**WHAT THIS TASK INVOLVES:** Write out the listing below again, precisely as it is given.

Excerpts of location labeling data
^^^^^^^^

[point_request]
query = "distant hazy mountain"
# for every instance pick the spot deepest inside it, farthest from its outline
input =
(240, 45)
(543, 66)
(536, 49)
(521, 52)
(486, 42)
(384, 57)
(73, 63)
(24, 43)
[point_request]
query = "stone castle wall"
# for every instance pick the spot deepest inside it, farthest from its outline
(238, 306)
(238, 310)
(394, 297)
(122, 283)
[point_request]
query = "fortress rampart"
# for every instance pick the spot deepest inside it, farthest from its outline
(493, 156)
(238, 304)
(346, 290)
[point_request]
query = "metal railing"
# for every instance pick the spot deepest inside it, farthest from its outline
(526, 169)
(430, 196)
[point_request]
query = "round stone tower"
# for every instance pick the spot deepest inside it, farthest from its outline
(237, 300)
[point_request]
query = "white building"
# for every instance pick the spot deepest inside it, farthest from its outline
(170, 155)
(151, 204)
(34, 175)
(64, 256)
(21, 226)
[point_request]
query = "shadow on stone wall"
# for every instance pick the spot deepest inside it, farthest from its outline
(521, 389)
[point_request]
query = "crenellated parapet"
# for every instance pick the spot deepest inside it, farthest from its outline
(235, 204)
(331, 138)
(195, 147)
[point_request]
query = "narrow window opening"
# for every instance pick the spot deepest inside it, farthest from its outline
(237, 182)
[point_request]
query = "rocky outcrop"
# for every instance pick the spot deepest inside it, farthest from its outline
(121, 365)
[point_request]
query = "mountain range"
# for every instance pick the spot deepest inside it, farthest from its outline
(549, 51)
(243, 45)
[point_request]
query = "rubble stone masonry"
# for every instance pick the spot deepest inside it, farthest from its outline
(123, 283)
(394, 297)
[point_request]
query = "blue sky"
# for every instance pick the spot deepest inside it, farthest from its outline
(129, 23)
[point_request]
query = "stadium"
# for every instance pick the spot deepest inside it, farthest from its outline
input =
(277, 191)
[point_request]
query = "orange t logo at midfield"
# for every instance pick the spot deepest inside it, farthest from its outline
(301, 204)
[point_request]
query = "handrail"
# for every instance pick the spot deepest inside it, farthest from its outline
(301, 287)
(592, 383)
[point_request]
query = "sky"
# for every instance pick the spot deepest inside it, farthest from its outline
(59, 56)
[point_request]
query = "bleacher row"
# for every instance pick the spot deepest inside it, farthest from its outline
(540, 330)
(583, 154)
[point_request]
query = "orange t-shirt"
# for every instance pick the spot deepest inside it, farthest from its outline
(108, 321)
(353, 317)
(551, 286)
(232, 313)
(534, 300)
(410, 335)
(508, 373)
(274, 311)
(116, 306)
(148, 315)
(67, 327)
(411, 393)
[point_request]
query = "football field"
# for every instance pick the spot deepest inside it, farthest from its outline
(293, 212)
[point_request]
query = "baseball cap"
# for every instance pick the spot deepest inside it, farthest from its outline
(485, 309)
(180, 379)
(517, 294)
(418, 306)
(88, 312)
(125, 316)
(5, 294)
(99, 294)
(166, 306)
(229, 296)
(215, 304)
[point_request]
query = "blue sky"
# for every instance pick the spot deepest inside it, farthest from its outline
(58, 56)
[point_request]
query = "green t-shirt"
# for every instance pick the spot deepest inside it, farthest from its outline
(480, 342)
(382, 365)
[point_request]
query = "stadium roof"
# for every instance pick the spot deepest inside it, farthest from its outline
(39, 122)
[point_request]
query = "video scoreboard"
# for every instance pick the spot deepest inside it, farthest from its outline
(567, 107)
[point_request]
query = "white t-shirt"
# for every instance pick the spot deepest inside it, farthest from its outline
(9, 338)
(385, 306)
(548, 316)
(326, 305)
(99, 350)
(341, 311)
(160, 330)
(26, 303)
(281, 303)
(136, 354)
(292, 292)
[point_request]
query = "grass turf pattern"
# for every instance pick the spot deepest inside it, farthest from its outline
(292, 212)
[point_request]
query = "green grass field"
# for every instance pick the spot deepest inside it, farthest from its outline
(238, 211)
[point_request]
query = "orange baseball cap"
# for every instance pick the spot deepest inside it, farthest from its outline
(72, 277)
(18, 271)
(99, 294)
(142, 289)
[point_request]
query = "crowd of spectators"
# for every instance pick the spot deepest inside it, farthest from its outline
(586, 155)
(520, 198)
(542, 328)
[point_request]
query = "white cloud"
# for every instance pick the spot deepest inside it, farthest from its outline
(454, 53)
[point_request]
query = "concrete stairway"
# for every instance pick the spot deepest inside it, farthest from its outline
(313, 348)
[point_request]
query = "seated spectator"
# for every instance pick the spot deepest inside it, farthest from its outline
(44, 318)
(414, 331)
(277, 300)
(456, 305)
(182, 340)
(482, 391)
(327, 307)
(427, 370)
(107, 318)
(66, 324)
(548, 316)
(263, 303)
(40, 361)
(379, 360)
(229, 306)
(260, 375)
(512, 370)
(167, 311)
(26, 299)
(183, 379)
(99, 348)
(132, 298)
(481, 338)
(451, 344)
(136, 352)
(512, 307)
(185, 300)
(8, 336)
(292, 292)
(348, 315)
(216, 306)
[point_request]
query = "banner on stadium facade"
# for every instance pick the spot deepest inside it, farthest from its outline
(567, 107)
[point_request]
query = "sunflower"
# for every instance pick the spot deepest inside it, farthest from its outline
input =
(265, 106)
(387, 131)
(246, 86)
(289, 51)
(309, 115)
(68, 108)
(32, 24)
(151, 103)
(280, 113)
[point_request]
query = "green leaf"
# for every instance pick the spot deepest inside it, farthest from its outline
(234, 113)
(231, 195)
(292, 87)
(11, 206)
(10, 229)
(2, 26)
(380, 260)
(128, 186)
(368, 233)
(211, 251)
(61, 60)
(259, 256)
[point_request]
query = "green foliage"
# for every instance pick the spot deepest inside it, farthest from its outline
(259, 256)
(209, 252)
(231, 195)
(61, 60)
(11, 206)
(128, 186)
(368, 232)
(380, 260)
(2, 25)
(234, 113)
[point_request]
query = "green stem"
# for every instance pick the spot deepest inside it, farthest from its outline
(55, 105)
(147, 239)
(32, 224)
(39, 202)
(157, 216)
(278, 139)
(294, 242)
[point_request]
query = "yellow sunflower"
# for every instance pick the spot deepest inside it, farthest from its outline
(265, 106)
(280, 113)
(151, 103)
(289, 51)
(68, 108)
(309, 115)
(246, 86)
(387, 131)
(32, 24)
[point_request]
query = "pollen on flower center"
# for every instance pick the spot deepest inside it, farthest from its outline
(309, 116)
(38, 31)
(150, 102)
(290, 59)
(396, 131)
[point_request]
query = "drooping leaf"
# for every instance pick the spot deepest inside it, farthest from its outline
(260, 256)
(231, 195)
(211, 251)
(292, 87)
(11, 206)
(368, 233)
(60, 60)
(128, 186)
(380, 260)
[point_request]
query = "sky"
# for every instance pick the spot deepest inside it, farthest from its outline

^^^^^^^^

**THE ANSWER:**
[point_request]
query = "distant hazy mountain"
# for every instance pick the spot deepest inside it, farthest from its outline
input =
(240, 45)
(543, 66)
(536, 49)
(521, 52)
(486, 42)
(384, 57)
(73, 63)
(24, 43)
[point_request]
query = "stone castle wall"
# for every instance pick the spot deepest inside it, farthest from its outline
(238, 306)
(238, 310)
(394, 297)
(122, 283)
[point_request]
query = "fortress rampart"
# for every instance pick the spot deepest inside it, farthest from its outline
(493, 156)
(238, 304)
(346, 290)
[point_request]
query = "metal railing"
# for every instance pick the spot deepest inside it, farthest from its outline
(526, 169)
(430, 196)
[point_request]
query = "round stone tower"
# for every instance pick the spot deepest inside it, farthest from its outline
(237, 300)
[point_request]
query = "white building"
# for every instance pick the spot deepest inside it, farthest from its outline
(170, 155)
(151, 204)
(34, 175)
(64, 256)
(21, 226)
[point_request]
query = "shadow on stone wall"
# for every instance pick the spot deepest inside it, farthest from its outline
(521, 389)
[point_request]
query = "crenellated parapet"
# for every instance pick the spot deepest inside it, farthest from its outline
(235, 204)
(331, 138)
(195, 147)
[point_request]
query = "narrow window opening"
# for every instance pick the spot deepest inside it, farthest from its outline
(237, 182)
[point_request]
query = "rocky outcrop"
# for every instance pick the spot deepest inside it, farthest from its outline
(121, 365)
[point_request]
query = "mountain range"
# for every instance pick the spot deepest inside it, farthest from its outline
(549, 51)
(243, 45)
[point_request]
query = "rubble stone masonry"
# for every instance pick the spot deepest inside it, farthest from its outline
(123, 283)
(394, 297)
[point_request]
query = "blue sky"
# for every instance pick the spot deepest inside it, farthest from its outline
(129, 23)
[point_request]
query = "stadium"
# for every instance pick the spot deepest inside it, farthest from its outline
input =
(277, 191)
[point_request]
query = "orange t logo at midfield"
# for every instance pick the spot deepest inside it, farthest from its outline
(301, 204)
[point_request]
query = "handrail"
# for every instance pick the spot deepest inside it, farthest from its outline
(301, 287)
(592, 383)
[point_request]
query = "sky"
# for every instance pick the spot deepest inside it, farthest from its outline
(59, 56)
[point_request]
query = "bleacher row"
# for every instance pick the spot deepest inside it, farthest from its outline
(540, 330)
(583, 154)
[point_request]
query = "orange t-shirt"
# for every instance pick the spot deepest inside it, farthest from its outline
(108, 321)
(353, 317)
(551, 286)
(232, 313)
(534, 300)
(410, 335)
(508, 373)
(274, 311)
(116, 306)
(148, 315)
(67, 327)
(411, 393)
[point_request]
query = "football field"
# for every instance pick the spot deepest inside it, farthest from its outline
(293, 212)
[point_request]
query = "baseball cap"
# for every instance pick the spot deepest inside it, farthest from its outline
(485, 309)
(180, 379)
(517, 294)
(418, 306)
(88, 312)
(125, 316)
(5, 294)
(99, 294)
(166, 306)
(229, 296)
(215, 304)
[point_request]
query = "blue sky"
# for every instance pick the spot deepest inside it, farthest from its outline
(58, 56)
[point_request]
query = "green t-shirt"
# for every instance pick the spot deepest inside it, farthest from its outline
(480, 342)
(382, 365)
[point_request]
query = "stadium roof"
# for every instance pick the spot deepest inside it, farthest from its outline
(39, 122)
[point_request]
query = "video scoreboard"
# for every instance pick the spot deepest inside it, farthest from its outline
(567, 107)
[point_request]
query = "white t-shirt"
# for every instance pick the spot deepest inside it, farthest from its outline
(9, 338)
(385, 306)
(548, 316)
(326, 305)
(99, 350)
(341, 311)
(160, 330)
(26, 303)
(281, 303)
(136, 354)
(292, 292)
[point_request]
query = "grass turf pattern"
# for every instance pick the spot deepest inside it, farthest from its outline
(292, 212)
[point_request]
query = "green grass field"
# for every instance pick the spot deepest inside it, farthest from its outline
(238, 211)
[point_request]
query = "orange baseball cap"
# for every instance pick the spot deepest inside it, farthest from its outline
(72, 277)
(18, 271)
(99, 294)
(142, 289)
[point_request]
query = "crowd of spectators"
# for every instance pick the spot deepest inside it, farthest from its outline
(586, 155)
(520, 198)
(542, 328)
[point_request]
query = "white cloud"
# for every instance pick the spot deepest inside it, farthest from its outline
(454, 53)
[point_request]
query = "concrete stairway"
# for every instance pick the spot deepest inside it, farthest from its outline
(313, 348)
[point_request]
query = "seated spectator"
# for every instance pick the spot deepest inside it, farthest from its outline
(44, 318)
(414, 331)
(277, 300)
(456, 305)
(182, 340)
(482, 391)
(327, 307)
(427, 370)
(107, 318)
(66, 324)
(548, 316)
(263, 303)
(40, 361)
(379, 360)
(229, 306)
(260, 375)
(512, 370)
(167, 311)
(26, 299)
(183, 379)
(99, 348)
(132, 298)
(481, 338)
(451, 344)
(136, 352)
(512, 307)
(185, 300)
(8, 336)
(292, 292)
(348, 315)
(216, 306)
[point_request]
query = "banner on stadium facade"
# for every instance pick the spot deepest inside it, farthest from its outline
(567, 107)
[point_request]
query = "sunflower"
# for every instance pick the spot deepest inside it, farthest from its outline
input =
(265, 106)
(387, 131)
(246, 86)
(289, 51)
(309, 115)
(68, 108)
(32, 24)
(151, 103)
(280, 113)
[point_request]
query = "green leaf"
# for every instance pick the spot deepest inside it, farthest from its outline
(234, 113)
(231, 195)
(292, 87)
(11, 206)
(10, 229)
(2, 26)
(380, 260)
(128, 186)
(368, 233)
(211, 251)
(61, 60)
(259, 256)
[point_request]
query = "green foliage"
# for every instance pick the spot deepest inside it, farthest from its outline
(259, 256)
(209, 252)
(231, 195)
(61, 60)
(11, 206)
(128, 186)
(368, 232)
(380, 260)
(2, 25)
(234, 113)
[point_request]
query = "green stem"
# for every instance pick the spot deepest inside it, farthest from its outline
(55, 105)
(147, 239)
(32, 224)
(39, 202)
(157, 216)
(278, 139)
(294, 242)
[point_request]
query = "yellow sunflower"
# for every instance pick the spot deepest inside it, farthest from its outline
(265, 106)
(280, 113)
(151, 103)
(289, 51)
(68, 108)
(309, 115)
(246, 86)
(387, 131)
(32, 24)
[point_request]
query = "pollen on flower center"
# for every instance pick the spot deepest inside it, farthest from its outline
(309, 116)
(38, 31)
(150, 102)
(290, 59)
(396, 131)
[point_request]
query = "drooping leaf"
# for every instance pick the spot deepest inside it, farthest from its outline
(260, 256)
(231, 195)
(211, 251)
(292, 87)
(11, 206)
(368, 233)
(60, 60)
(128, 186)
(380, 260)
[point_request]
query = "sky"
# for every instance pick the spot deepest inside it, farthest from its outline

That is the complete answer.